◆ Exercise requirements
All of the material below is to be returned exactly.

◆ Data supplied
----------

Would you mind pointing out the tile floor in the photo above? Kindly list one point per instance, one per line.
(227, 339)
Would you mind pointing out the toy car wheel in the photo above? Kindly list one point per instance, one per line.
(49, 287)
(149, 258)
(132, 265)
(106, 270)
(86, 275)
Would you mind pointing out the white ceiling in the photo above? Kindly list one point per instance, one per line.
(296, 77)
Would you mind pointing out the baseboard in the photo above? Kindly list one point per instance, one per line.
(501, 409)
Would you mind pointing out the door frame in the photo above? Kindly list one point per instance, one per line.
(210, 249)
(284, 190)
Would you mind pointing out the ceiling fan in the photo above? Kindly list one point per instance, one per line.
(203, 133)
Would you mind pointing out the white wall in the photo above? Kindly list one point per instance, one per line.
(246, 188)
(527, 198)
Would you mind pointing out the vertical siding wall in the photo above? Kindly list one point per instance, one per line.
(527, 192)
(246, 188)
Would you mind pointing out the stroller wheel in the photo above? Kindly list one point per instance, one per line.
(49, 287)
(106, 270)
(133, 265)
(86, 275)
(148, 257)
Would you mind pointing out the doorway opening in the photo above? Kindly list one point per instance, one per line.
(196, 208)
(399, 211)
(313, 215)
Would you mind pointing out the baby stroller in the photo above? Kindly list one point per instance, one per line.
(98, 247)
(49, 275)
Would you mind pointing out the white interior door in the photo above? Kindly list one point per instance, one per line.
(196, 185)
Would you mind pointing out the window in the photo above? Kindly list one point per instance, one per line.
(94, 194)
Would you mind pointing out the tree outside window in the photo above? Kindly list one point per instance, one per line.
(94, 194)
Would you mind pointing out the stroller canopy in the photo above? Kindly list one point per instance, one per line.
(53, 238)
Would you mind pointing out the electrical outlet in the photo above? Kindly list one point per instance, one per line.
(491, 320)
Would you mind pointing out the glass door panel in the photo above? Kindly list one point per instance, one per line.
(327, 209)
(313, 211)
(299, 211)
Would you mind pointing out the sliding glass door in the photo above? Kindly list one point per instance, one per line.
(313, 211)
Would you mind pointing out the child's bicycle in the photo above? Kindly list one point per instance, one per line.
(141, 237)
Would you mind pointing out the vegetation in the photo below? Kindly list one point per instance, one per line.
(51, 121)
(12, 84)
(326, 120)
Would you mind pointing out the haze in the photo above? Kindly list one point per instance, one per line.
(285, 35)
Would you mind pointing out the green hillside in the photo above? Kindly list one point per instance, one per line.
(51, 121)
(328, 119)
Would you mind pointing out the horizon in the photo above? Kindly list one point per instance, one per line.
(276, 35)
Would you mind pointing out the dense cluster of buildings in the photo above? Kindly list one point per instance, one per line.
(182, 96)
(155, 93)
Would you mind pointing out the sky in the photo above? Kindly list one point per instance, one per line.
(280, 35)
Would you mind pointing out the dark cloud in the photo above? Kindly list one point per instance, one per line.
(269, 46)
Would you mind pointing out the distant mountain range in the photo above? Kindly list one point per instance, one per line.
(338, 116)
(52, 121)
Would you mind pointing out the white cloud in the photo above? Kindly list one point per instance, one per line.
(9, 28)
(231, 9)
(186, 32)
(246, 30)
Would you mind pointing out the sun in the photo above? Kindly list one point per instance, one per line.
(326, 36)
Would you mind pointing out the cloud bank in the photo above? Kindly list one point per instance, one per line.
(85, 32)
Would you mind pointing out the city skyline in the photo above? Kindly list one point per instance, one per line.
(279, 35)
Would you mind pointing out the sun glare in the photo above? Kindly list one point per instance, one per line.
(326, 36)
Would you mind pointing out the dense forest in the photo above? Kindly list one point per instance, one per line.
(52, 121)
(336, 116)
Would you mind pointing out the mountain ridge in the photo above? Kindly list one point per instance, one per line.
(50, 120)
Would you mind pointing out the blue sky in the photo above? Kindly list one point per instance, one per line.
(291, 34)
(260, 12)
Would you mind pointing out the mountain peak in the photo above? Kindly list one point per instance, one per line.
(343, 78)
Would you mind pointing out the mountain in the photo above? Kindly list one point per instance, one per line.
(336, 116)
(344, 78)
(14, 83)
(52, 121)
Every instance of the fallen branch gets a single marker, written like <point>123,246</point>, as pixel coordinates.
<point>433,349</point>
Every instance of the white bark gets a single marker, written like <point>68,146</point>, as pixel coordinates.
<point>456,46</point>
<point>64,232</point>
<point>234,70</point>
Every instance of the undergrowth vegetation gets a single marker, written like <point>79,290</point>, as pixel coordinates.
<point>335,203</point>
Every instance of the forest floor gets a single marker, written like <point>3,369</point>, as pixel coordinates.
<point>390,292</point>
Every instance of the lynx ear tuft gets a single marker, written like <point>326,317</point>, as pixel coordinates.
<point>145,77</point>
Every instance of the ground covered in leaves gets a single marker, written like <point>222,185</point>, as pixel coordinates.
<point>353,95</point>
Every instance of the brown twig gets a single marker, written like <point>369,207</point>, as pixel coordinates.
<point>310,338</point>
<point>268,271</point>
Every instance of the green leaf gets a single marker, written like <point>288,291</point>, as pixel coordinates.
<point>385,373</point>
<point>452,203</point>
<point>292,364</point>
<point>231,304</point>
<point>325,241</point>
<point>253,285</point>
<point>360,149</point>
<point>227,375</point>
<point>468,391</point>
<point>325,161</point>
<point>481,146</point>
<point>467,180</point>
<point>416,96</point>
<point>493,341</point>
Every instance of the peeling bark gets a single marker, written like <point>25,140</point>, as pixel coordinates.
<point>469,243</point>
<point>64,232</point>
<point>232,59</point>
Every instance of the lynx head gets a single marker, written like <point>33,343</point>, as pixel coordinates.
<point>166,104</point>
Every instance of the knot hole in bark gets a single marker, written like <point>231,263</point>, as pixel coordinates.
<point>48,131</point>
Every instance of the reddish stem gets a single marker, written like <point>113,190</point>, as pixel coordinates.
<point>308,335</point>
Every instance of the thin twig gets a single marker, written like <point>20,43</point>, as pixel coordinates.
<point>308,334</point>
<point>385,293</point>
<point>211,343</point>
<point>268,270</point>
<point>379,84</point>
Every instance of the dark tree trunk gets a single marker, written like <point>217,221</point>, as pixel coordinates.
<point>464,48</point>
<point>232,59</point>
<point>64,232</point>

----------

◆ Expected answer
Would you mind pointing out the tile floor in the photo above? Kindly list one point per instance, one per line.
(227, 339)
Would you mind pointing out the toy car wheel in the photo above? Kindly list one point per instance, one per line.
(49, 287)
(149, 258)
(132, 265)
(106, 270)
(86, 275)
Would you mind pointing out the white ceiling in the photo above? Kindly list one point per instance, one per line.
(296, 77)
Would you mind pointing out the baseboard in the photo above? Kindly list one point per instance, one per line.
(501, 409)
Would you mind pointing out the door frame in the photo above? Kindly list one point per instance, one per line.
(210, 249)
(284, 190)
Would you mind pointing out the ceiling fan in the photo above? Kindly list one point per instance, one per line.
(203, 133)
Would you mind pointing out the white wall in the photo above? Kindly list one point per instance, one per line.
(246, 188)
(527, 198)
Would you mind pointing out the vertical siding wall in the photo above? Kindly list one point per instance, one per line.
(527, 192)
(246, 188)
Would you mind pointing out the stroller wheel in the photo above? Kindly list one point per instance, one per line.
(49, 287)
(106, 270)
(133, 265)
(86, 275)
(148, 257)
Would you mind pointing out the doorway opening in the photo above? Kindly list one point per instance, one per line.
(196, 208)
(399, 211)
(313, 215)
Would you mind pointing out the baby stroller in the photo above? Kindly list one point per instance, one per line.
(98, 247)
(49, 275)
Would you mind pointing out the white interior door in the photo above? Kindly list one point per instance, one per line.
(196, 185)
Would you mind pointing out the window in the photo above? Kindly list one point per instance, one per line.
(94, 194)
Would you mind pointing out the tree outside window in the photo above? Kindly list one point per instance, one per line.
(94, 194)
Would you mind pointing out the stroller canopy in the photo above? Kindly list one point per instance, one per line.
(53, 238)
Would you mind pointing out the electrical outlet in the photo above? Kindly list one point per instance, one per line.
(491, 320)
Would you mind pointing out the glass door panel in the photo above? Kindly list one point per instance, one per line.
(327, 209)
(313, 211)
(299, 211)
Would you mind pointing out the sliding glass door in the photo above? Kindly list one point per instance, one per line.
(313, 211)
Would you mind pointing out the child's bicycle in the photo above? Kindly list one point per instance, one per line.
(141, 237)
Would you mind pointing out the vegetation in the photo below? Kindly list one point per instance, one per line.
(51, 121)
(12, 84)
(326, 120)
Would you mind pointing out the haze in the photo above? Kindly list one point per instance, one per line.
(285, 35)
Would you mind pointing out the green hillside in the photo above? Kindly list one point per instance, one per line.
(51, 121)
(328, 119)
Would you mind pointing out the horizon in the photo above? Kindly list one point per instance, one per line.
(276, 35)
Would you mind pointing out the dense cluster of buildings in the photo above? Kindly list one point per instance, one per line.
(182, 96)
(155, 93)
Would you mind pointing out the sky in the photo above? Kindly list one point per instance, one per line.
(280, 35)
Would you mind pointing out the dark cloud in the photo above? Kindly list one point per instance, one per line.
(269, 46)
Would you mind pointing out the distant mountain range in the photo above? Kindly list one point per instance, one per line.
(338, 116)
(52, 121)
Would you mind pointing out the white cloud in the photo above? Kindly list one point per instance, one per line.
(9, 28)
(231, 9)
(186, 32)
(246, 30)
Would you mind pointing out the sun in the photo above? Kindly list one point per instance, one per line.
(326, 36)
Would you mind pointing out the cloud bank in the photo above? Kindly list one point per instance, one per line.
(85, 32)
Would you mind pointing out the city skyline in the photo above? Kindly list one point per instance, one per line.
(279, 35)
Would you mind pointing out the sun glare in the photo above? Kindly list one point per instance, one per line.
(326, 36)
Would you mind pointing out the dense forest in the photo above? Kindly list one point per instance, one per line.
(52, 121)
(336, 116)
Would you mind pointing out the mountain ridge in the photo above? Kindly list one point per instance, one per line.
(50, 120)
Would you mind pointing out the blue sky in the photo above? Kindly list one point per instance, one per line.
(291, 34)
(260, 12)
Would you mind pointing out the mountain peak in the photo above? Kindly list one point per instance, one per line.
(343, 78)
Would you mind pointing out the mountain in the photo above? Kindly list one point per instance, one per line.
(336, 116)
(344, 78)
(14, 83)
(52, 121)
Every instance of the fallen branch gets a single marker, written like <point>123,246</point>, as pixel coordinates.
<point>433,349</point>
Every instance of the white bark gets a single marker, written like <point>68,146</point>, as pixel coordinates.
<point>456,46</point>
<point>64,232</point>
<point>234,70</point>
Every instance of the undergrowth vegetation gets a single marker, written like <point>79,290</point>, as pixel coordinates.
<point>335,203</point>
Every instance of the forest floor gets a single marker, written like <point>3,369</point>, as pixel coordinates.
<point>390,292</point>
Every instance of the lynx ear tuft gets a single marker, written like <point>326,317</point>, as pixel coordinates.
<point>145,77</point>
Every instance of the ground covered in leaves gets a single marker, written like <point>222,185</point>, as pixel coordinates.
<point>353,95</point>
Every instance of the brown twig gets a single marker, written like <point>369,207</point>, as pixel coordinates.
<point>310,338</point>
<point>268,271</point>
Every instance of the green leaf gets a single marker, written like <point>288,291</point>, as pixel coordinates.
<point>385,373</point>
<point>452,203</point>
<point>292,364</point>
<point>231,304</point>
<point>325,241</point>
<point>253,285</point>
<point>360,149</point>
<point>227,375</point>
<point>468,391</point>
<point>325,161</point>
<point>481,146</point>
<point>467,180</point>
<point>416,96</point>
<point>493,341</point>
Every instance of the peeling bark gets a single marker, written like <point>25,140</point>, as pixel coordinates.
<point>469,243</point>
<point>64,232</point>
<point>232,59</point>
Every instance of the lynx head gets a single marker, written like <point>33,343</point>, as pixel coordinates.
<point>166,104</point>
Every instance of the knot hole in bark gets a single marker, written like <point>231,263</point>, as pixel coordinates.
<point>48,131</point>
Every instance of the reddish stem gets a single marker, written like <point>113,190</point>, as pixel coordinates.
<point>308,335</point>
Every instance of the thin twig gets a single marker, written like <point>20,43</point>, as pixel coordinates.
<point>308,334</point>
<point>385,293</point>
<point>211,343</point>
<point>268,270</point>
<point>379,84</point>
Every instance of the dark tree trunk gets a single marker, written like <point>217,221</point>, as pixel coordinates.
<point>464,48</point>
<point>232,59</point>
<point>64,232</point>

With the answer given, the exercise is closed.